» **About this task**:
The reply should contain only the lines from the start of the records through the line with "lamp post using the picture above.", reproduced verbatim and without pictures.

» **Material for this exercise**:

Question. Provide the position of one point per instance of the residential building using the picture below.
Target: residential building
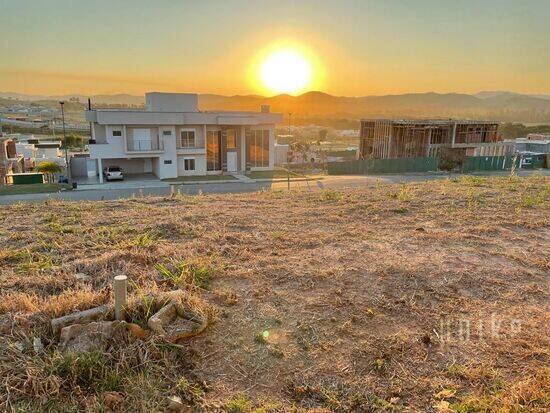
(382, 138)
(171, 137)
(537, 145)
(10, 162)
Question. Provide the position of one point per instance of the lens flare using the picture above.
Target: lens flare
(286, 71)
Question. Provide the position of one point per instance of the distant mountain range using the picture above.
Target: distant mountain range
(496, 105)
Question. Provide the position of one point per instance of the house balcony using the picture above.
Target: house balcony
(154, 144)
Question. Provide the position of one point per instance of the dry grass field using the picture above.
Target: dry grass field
(419, 297)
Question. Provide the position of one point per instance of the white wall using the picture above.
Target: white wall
(131, 166)
(200, 165)
(168, 167)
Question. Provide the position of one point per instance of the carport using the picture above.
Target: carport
(132, 168)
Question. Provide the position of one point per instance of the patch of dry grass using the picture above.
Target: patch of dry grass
(360, 298)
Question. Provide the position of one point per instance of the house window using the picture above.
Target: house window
(258, 148)
(189, 164)
(187, 139)
(231, 139)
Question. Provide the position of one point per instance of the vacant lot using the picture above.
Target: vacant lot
(420, 297)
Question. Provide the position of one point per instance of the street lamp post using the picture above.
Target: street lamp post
(62, 103)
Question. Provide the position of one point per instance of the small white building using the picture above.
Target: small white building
(171, 138)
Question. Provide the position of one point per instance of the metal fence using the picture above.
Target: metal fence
(398, 165)
(430, 164)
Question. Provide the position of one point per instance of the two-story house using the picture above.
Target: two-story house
(171, 137)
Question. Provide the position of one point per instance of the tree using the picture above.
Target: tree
(49, 169)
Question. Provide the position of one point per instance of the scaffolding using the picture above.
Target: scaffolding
(384, 139)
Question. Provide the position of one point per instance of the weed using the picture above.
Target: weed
(471, 180)
(187, 273)
(473, 199)
(404, 194)
(331, 195)
(238, 404)
(539, 198)
(147, 239)
(89, 370)
(191, 392)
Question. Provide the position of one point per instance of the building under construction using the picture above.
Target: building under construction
(383, 138)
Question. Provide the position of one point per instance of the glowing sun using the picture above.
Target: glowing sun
(286, 71)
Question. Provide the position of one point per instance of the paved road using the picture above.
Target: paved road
(329, 182)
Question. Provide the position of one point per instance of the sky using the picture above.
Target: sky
(356, 47)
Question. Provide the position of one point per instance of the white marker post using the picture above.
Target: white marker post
(120, 288)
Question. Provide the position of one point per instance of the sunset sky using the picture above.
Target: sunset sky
(353, 48)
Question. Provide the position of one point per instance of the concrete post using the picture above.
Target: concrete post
(120, 289)
(100, 170)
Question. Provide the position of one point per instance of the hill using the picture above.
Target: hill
(387, 298)
(500, 106)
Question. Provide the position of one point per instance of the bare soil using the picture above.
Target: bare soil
(419, 297)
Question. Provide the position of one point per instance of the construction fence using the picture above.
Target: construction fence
(429, 164)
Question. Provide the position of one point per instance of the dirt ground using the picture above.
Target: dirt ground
(420, 297)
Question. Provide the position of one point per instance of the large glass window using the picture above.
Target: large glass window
(231, 139)
(213, 155)
(189, 164)
(258, 148)
(187, 139)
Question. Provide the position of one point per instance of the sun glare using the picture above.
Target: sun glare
(286, 71)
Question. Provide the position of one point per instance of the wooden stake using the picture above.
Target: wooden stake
(120, 289)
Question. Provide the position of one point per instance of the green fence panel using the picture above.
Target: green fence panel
(370, 166)
(487, 163)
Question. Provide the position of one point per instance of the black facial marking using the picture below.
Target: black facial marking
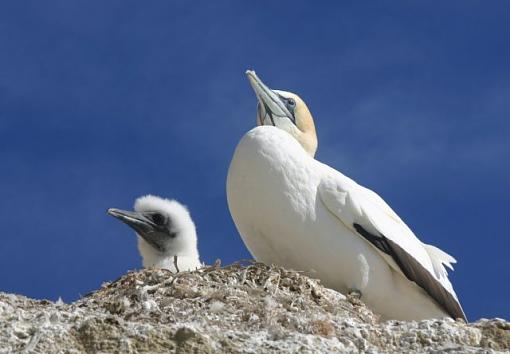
(158, 219)
(268, 112)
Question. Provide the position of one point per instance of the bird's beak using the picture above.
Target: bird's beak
(137, 221)
(268, 99)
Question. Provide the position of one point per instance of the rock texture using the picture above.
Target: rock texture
(236, 309)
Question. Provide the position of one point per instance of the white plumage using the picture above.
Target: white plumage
(293, 210)
(166, 233)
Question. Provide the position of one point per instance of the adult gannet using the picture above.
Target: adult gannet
(166, 233)
(293, 210)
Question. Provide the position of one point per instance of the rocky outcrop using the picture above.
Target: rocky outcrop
(236, 309)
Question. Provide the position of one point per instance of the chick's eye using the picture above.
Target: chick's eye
(158, 219)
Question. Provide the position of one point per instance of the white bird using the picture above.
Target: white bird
(295, 211)
(166, 233)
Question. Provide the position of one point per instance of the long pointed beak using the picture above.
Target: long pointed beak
(267, 97)
(137, 221)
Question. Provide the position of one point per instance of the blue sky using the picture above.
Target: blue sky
(101, 102)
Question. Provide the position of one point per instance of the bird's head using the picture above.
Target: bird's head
(164, 226)
(284, 110)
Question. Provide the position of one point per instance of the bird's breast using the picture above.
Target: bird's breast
(270, 177)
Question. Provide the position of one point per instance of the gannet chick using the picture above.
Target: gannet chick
(295, 211)
(166, 233)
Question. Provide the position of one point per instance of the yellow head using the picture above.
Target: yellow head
(284, 110)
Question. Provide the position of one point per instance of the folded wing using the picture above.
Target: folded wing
(368, 216)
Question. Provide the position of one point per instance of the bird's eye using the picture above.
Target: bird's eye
(158, 219)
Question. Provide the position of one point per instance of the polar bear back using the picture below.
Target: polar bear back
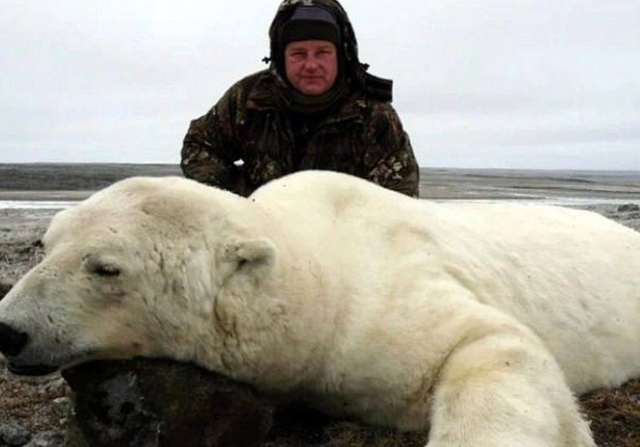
(572, 276)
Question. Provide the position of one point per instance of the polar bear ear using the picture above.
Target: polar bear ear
(252, 256)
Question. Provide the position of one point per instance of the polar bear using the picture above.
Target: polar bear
(477, 321)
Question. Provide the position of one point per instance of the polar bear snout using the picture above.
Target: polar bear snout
(12, 341)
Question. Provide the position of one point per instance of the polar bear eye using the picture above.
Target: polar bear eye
(105, 270)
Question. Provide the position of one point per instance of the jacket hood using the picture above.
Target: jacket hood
(354, 69)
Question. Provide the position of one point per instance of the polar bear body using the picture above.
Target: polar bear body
(476, 320)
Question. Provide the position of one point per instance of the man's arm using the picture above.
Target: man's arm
(390, 160)
(210, 148)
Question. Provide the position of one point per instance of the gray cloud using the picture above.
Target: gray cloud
(532, 83)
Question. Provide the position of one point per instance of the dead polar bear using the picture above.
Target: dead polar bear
(475, 320)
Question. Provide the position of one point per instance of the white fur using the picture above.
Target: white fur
(474, 320)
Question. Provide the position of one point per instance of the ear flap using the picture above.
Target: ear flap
(253, 256)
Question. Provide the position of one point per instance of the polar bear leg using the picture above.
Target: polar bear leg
(505, 390)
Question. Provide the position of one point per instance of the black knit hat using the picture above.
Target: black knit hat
(310, 23)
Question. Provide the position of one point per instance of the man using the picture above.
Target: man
(315, 107)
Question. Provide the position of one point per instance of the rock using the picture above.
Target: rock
(158, 403)
(13, 435)
(47, 439)
(627, 208)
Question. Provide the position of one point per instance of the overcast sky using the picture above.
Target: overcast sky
(478, 83)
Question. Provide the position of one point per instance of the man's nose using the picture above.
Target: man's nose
(11, 340)
(311, 64)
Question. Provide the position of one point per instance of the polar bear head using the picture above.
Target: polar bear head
(139, 269)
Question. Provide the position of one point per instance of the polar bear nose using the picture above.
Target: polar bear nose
(11, 341)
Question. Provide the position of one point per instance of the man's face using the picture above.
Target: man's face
(312, 66)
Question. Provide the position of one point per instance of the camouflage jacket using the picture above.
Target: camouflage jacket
(248, 138)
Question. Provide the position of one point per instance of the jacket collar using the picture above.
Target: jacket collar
(265, 94)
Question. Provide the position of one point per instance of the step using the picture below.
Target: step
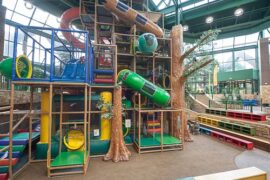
(5, 162)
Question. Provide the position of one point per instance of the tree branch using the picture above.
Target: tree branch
(193, 67)
(205, 38)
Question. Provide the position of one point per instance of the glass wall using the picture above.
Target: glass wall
(25, 14)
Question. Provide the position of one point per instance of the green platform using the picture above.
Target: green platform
(19, 148)
(69, 159)
(156, 140)
(3, 169)
(148, 141)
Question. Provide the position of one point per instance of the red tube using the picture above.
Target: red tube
(67, 17)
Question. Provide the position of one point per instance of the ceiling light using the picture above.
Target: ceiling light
(185, 27)
(239, 12)
(28, 5)
(209, 19)
(58, 20)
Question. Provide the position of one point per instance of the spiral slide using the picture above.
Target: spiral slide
(67, 17)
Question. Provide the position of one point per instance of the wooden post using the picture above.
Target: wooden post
(11, 129)
(85, 129)
(30, 123)
(50, 130)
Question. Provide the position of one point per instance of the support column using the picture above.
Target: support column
(264, 70)
(2, 29)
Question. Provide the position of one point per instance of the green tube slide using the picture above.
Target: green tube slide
(6, 67)
(23, 67)
(136, 82)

» **Response**:
Question. Provide the position of one point per instance of the residential building using the picture below.
Target: residential building
(382, 138)
(171, 137)
(537, 145)
(10, 162)
Question. Provide the position of one point per instance of the lens flare using the picture above.
Target: lens flare
(286, 71)
Question. Provide the position of one point per instance of the distant mountain range using the picture above.
Target: distant mountain range
(496, 105)
Question. Provide the position of one point per instance of the house balcony using the picture above.
Target: house balcony
(154, 144)
Question. Provide the position of one point per instance of the dry grass field using the picture above.
Target: dry grass field
(419, 297)
Question. Provide the position of one point per instance of the white wall using the picture above.
Target: white wall
(131, 166)
(200, 165)
(168, 167)
Question. Provide the position of one point per instance of the carport using the picture above.
Target: carport
(132, 168)
Question. Provide the position of one point per instance of the patch of dry grass using the picture above.
Target: patch of dry grass
(360, 298)
Question. Provide the position of one point per instance of the house window using the picture above.
Target: house window
(258, 148)
(189, 164)
(187, 139)
(231, 139)
Question. Provide the position of one point per instance of the vacant lot using the picture above.
Target: vacant lot
(420, 297)
Question. Provide the position of one point per instance of the street lamp post using the picture above.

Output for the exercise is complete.